**** GIVEN TEXT ****

According to an alternative, the invention provides a riding shoe comprising a sole, a heel and an upper defining a foot-receiving portion and an ankle-receiving portion. A stirrup stopping device is provided on the outer side of the sole, said stopping device comprising at least two tracks extending from the lower side of the sole, in a forward direction to the upper part of the sole. When riding, using the new type of flexible stirrups giving the foot a “heel down” position, these tracks is to be parallel with the outer stirrup bone, providing an abutment therefor. The shoe may further include a sole extension being provided in integration with the sole, above said tracks, said extension forming an abutment for the stirrup. To further keep the stirrup in the wanted position, the shoe may include a stopping edge on the ground facing side of the sole, between a treading part and a middle part, preventing the stirrup thread from sliding back to the middle part, in what position the shoe, and in consequence the rider, is likely to get stuck in the stirrup if the rider falls of the horse, causing the rider to be dragged after the horse. Preferably, the sole, comprising a treading part, a middle part and a heel part, exhibits a treading part having a striped pattern, at least partly including stripes extending in a direction from the inner side of the sole, backwards towards the outer side of the sole. The inclination of this pattern in relation to the lengthwise direction of the shoe is such that the stripes form a small or no angle to the stirrup thread in a riding position, giving a good grip between the shoe and the thread.

As stated in another alternative, the invention provides a riding shoe having a sole, a heel and an upper, defining a foot-receiving portion and an ankle-receiving portion. Said shoe has a pronation support system comprising an arch support integrated with said sole, a reinforced heel section of the upper, a cup-shaped heel section integrated with said sole, and a toe-cap for supporting the foot in its position. The upper exhibits two lengthwise openings, a first one being held together with a lacing, and a second one being held together with a zip-fastener and the shoe further have a total height of 10-20 inches. With this special combination of features a stable, supportive shoe is provided, which may be adjusted for perfect fit with said lacing and easily removed from the foot with said zip-fastener. For further improving the comfort and fit of the shoe, the shoe may be provided with a detachable, exchangeable innersole being molded to fit the outer sole. The innersole may preferably exhibit an intermediate layer in the treading part and the heel part of the sole, said layer providing high friction abutment on the upper side of the outer sole as well as shock absorption.

****

▸ PROBLEM TO WORK ON:
Write the next part of the riding shoe text, picking up after its final sentence about the innersole. The records that come next are separate material and are not part of the riding shoe text.

**** DATA RECORDS ****

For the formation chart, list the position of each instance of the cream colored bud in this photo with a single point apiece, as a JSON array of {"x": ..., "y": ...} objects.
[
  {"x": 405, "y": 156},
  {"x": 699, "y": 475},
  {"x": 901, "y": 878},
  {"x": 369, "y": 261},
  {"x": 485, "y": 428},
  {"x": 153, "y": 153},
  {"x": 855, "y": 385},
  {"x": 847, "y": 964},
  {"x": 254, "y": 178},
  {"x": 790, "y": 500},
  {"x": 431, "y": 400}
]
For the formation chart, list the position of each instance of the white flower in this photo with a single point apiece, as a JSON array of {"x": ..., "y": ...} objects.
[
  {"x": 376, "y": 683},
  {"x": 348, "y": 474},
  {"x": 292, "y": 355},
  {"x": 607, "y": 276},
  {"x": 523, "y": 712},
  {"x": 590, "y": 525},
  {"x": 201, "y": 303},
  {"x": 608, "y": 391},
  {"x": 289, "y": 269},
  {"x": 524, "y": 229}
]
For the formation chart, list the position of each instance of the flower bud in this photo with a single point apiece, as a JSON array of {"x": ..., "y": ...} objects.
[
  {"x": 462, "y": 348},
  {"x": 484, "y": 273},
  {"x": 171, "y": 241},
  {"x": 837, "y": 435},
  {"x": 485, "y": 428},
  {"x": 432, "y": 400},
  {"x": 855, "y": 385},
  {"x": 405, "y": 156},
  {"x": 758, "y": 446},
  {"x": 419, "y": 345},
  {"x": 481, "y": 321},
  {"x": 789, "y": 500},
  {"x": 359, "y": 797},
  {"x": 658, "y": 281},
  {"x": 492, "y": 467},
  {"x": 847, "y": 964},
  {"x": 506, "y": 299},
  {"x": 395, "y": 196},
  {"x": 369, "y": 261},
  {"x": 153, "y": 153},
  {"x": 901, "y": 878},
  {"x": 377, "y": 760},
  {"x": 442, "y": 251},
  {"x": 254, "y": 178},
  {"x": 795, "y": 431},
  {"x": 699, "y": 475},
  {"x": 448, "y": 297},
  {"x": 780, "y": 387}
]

****

▸ WRITTEN ANSWER:
These together with other objects and advantages, which will become apparent, reside in the details of construction and operation as more fully hereinafter described and claimed, reference being had to the accompanying drawings forming a part hereof, wherein like numerals refer to like parts throughout.

BRIEF DESCRIPTION OF DRAWINGS

FIG. 1 is an outer side view of a riding shoe in accordance with the invention.

FIG. 2 is a front perspective view of the riding shoe of FIG. 1.

FIG. 3 is an inner side view of the riding shoe of FIG. 1.

FIG. 4 is rear perspective view of the riding shoe of FIG. 1.

FIG. 5 is an exploited view of the riding shoe of FIG. 1.

FIG. 6 is bottom view of the riding shoe of FIG. 1.

FIG. 7 is an outer side view of a riding shoe in accordance with the invention.

FIG. 8 is a front perspective view of the riding shoe of FIG. 7.

FIG. 9 is a rear perspective view of the riding shoe of FIG. 7.

FIG. 10 is an inner side view of the riding shoe of FIG. 7.

FIG. 11 is a bottom view of the riding shoe of FIG. 7.

FIG. 12 is an outer side view of a sole of a riding shoe.

FIG. 13 is a front perspective view of the sole of FIG. 12.

FIG. 14 is a rear perspective view of the sole of FIG. 12.

FIG. 15 is an inner side view of the sole of FIG. 12.

FIG. 16 is a bottom view of the sole of FIG. 12.

FIG. 17 is an outer side view of a riding shoe in accordance with the invention.

FIG. 18 is a front perspective view of the riding shoe of FIG. 17.

FIG. 19 is a rear perspective view of the riding shoe of FIG. 17.

FIG. 20 is an inner side view of the riding shoe of FIG. 17.

FIG. 21 is a bottom view of the riding shoe of FIG. 17.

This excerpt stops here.